▸ **Exercise**: In the text about brewing beer at Hopsters, change "equipment" to "gear" and write out the stretch from "I drink beer." through "brewing their own.".

-------- Selected text

I drink beer. Have for a long time. But I've never tried brewing it. That is until this past weekend when Blondie and I visited Hopsters in Newton. The idea of brewing my own beer has been kicking around in my head for awhile now. But as with any true North Ender, Blondie and I just don't have the room for the equipment. Hopsters provided a perfect alternative. I used their equipment to make my beer, all while sipping on their beer, and never had to worry about the clean up.
Hopsters is a small, cute brew pub that has ten nano size brew tanks placed right in the middle of the bar, which surprised me. I thought we'd be off in the back brewing, but smart of Hopsters to put the tanks where everyone can see and inquire about brewing their own.
Now, I should tell you about the cost before going any further. The brewing costs between $180 and $230 depending on the style of beer you choose, plus tip to the staffer helping you brew, plus all the fine Hopsters food and beverage you partake in over the 2 hour event. Not one of the cheaper nights, but you do end up with about 3 cases of beer and the price is the same for up to a group of up to 4. So if you and a couple of friends chip in, it is not as expensive as it sounds.
Back to the brewing... After going through the book of options, Blondie and I decided to make the Irish Red Ale. Why? Well first off, between the two camps of I LOVE HOPS and the EH, I'M NOT A BIG FAN OF HOPS, I tend to fall into the latter camp (side note, that's the first time I ever successfully used 'the latter' in a sentence). I enjoy Celtic Reds as a whole. Plus, we are planning on bringing this beer to my family reunion in June. I wanted a beer that would be appealing to everyone in a large group. It seemed like the Irish Red Ale was the safest bet to get some flavor but also appeal to the general drinking public.

----------------
-------- Material provided

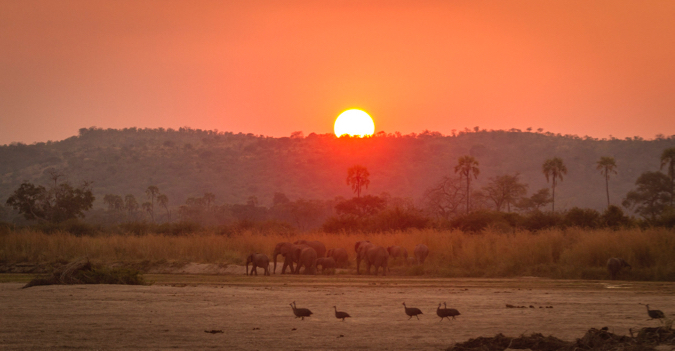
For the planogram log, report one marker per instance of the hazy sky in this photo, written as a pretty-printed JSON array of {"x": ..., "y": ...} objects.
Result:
[{"x": 595, "y": 68}]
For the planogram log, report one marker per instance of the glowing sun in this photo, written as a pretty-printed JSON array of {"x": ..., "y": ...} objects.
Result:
[{"x": 355, "y": 123}]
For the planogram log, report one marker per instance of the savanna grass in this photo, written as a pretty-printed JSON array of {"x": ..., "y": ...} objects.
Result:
[{"x": 571, "y": 253}]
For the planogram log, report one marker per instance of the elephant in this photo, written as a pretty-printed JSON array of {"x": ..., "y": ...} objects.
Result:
[
  {"x": 372, "y": 255},
  {"x": 318, "y": 246},
  {"x": 287, "y": 250},
  {"x": 614, "y": 266},
  {"x": 340, "y": 256},
  {"x": 326, "y": 263},
  {"x": 359, "y": 243},
  {"x": 421, "y": 252},
  {"x": 398, "y": 251},
  {"x": 305, "y": 256},
  {"x": 258, "y": 260}
]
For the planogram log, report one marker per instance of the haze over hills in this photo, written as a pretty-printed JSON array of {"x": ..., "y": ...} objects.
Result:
[{"x": 188, "y": 163}]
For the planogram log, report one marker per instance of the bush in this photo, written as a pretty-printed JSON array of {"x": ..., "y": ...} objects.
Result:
[
  {"x": 582, "y": 217},
  {"x": 180, "y": 228},
  {"x": 481, "y": 220},
  {"x": 398, "y": 219},
  {"x": 614, "y": 218},
  {"x": 339, "y": 224},
  {"x": 136, "y": 228},
  {"x": 538, "y": 220}
]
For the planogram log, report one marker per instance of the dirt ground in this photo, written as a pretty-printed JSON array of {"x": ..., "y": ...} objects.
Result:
[{"x": 253, "y": 313}]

----------------

▸ **Response below**:
I drink beer. Have for a long time. But I've never tried brewing it. That is until this past weekend when Blondie and I visited Hopsters in Newton. The idea of brewing my own beer has been kicking around in my head for awhile now. But as with any true North Ender, Blondie and I just don't have the room for the gear. Hopsters provided a perfect alternative. I used their gear to make my beer, all while sipping on their beer, and never had to worry about the clean up.
Hopsters is a small, cute brew pub that has ten nano size brew tanks placed right in the middle of the bar, which surprised me. I thought we'd be off in the back brewing, but smart of Hopsters to put the tanks where everyone can see and inquire about brewing their own.